SOURCE DOCUMENT →
Edmond Memorial High School is a public secondary school located in Edmond, Oklahoma, one of three high schools in the Edmond school district. It serves approximately 2,300 students.

History 
The school was originally named Edmond High School because it was the only secondary school within the city limits. The first class graduated in 1922, and consisted of 24 students. As Edmond grew, the school changed location several times, moving to its current location on 15th Street in the mid-1960s. The current building was built in 1966 as a seventh grade only school. It opened to its first class of seventh graders the second semester of the 66–67 school year. At that point, Edmond High School was located at the corner of Ninth Street and Rankin. It housed all sophomores, juniors and seniors in Edmond. That building is now called Central Middle School and houses sixth, seventh and eighth graders from several elementary schools on the east side of Edmond. Also, it has lost its original, distinctive E shape due to new additions.

In 1975, the name of the school was changed to Edmond Memorial High School to honor six alumni who were killed while serving in Vietnam: Floyd Frazier, Jr., Allen Garrett, James Johnson, James Leonard, Danny Shores, and John Wilson. Because of its rapidly increasing size, in 1994 the school split into three, now rival schools, including Edmond North High School and Edmond Santa Fe High School.

On April 4th, 1998, a pipe bomb was set off by 3 students,in an attempt to destroy the fiberglass bulldog in the foyer of the school. The bulldog, however, remained intact. 

In the past decade, Memorial has undergone several new construction projects, including an expanded library, new parking lots, a new football locker room/pom and cheer practice facility, and a new freshmen academy. The auditorium has also been renovated.

Statistics
For the 2016–2017 school year, the school had an enrollment of 2,220 students and 98.8 classroom teachers. The graduation rate for the class of 2017 was 98.9%  percent.  Memorial has over twenty teachers certified by the National Board for Professional Teaching Standards, who teach in every academic department.

EXERCISE TASKS →
(1) According to the school history text, in what year was the school renamed Edmond Memorial High School?
(2) Put the records from the line containing "fan blade in" down through the line containing "[[371, 101], [368, 109], [328, 107]]" into a two-column CSV with the columns request and answer. Give one row per request, put each value in a single quoted field, and replace line breaks with spaces.
The records that follow have no connection to the text about the school.

EXERCISE INPUT →
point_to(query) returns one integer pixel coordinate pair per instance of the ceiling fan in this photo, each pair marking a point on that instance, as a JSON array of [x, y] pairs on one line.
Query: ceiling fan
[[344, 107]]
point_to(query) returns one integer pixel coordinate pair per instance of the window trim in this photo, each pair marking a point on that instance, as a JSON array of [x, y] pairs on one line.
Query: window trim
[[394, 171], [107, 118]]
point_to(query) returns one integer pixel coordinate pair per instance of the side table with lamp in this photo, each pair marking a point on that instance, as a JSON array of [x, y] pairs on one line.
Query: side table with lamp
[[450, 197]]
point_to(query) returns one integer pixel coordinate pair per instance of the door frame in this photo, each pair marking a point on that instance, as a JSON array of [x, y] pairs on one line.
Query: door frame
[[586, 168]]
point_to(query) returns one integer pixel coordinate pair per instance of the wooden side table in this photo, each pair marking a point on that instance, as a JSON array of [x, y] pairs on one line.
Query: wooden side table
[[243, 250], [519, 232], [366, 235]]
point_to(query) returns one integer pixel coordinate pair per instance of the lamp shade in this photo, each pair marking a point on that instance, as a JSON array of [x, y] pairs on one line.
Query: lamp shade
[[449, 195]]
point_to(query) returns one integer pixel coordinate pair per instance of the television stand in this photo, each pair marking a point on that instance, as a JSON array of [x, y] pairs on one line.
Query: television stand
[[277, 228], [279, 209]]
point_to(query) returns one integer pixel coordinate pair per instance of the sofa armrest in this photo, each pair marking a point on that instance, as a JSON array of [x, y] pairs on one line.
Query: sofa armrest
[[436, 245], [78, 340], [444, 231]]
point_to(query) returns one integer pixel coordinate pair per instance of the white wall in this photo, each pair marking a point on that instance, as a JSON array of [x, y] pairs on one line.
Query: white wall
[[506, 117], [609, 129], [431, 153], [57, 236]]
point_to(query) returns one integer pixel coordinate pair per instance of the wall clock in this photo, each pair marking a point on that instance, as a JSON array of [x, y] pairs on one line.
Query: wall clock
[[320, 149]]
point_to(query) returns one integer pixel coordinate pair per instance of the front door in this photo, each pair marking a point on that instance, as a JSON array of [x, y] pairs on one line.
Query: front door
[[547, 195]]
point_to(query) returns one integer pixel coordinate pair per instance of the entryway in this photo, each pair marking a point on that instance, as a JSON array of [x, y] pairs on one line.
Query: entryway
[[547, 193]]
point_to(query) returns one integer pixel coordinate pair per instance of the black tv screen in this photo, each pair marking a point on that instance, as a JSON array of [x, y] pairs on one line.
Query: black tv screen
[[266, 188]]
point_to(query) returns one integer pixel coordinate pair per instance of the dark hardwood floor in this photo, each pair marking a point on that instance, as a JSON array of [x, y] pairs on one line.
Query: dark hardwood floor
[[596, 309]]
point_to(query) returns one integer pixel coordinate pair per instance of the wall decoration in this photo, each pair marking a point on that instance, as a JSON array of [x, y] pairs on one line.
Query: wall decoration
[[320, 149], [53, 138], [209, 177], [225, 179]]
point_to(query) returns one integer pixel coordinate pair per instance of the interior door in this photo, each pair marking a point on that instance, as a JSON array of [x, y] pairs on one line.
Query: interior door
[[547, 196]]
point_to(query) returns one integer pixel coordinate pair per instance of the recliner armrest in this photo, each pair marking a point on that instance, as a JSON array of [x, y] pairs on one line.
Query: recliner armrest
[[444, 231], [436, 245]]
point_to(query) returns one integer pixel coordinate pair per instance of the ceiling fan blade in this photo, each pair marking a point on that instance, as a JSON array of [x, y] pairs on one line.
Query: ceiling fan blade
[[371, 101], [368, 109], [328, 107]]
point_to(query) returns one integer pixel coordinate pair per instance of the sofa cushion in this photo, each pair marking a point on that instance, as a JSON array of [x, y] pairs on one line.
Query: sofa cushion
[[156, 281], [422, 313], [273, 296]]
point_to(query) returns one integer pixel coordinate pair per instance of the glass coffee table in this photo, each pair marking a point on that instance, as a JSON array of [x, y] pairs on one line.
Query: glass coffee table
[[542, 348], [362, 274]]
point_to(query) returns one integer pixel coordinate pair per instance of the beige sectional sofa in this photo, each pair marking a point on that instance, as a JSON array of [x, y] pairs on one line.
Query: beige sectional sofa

COMPLETED EXERCISE →
(1) 1975

(2)
request,answer
"point_to(query) returns one integer pixel coordinate pair per instance of the ceiling fan blade in this photo, each pair marking a point on that instance, as a JSON array of [x, y] pairs on one line. Query: ceiling fan blade","[[371, 101], [368, 109], [328, 107]]"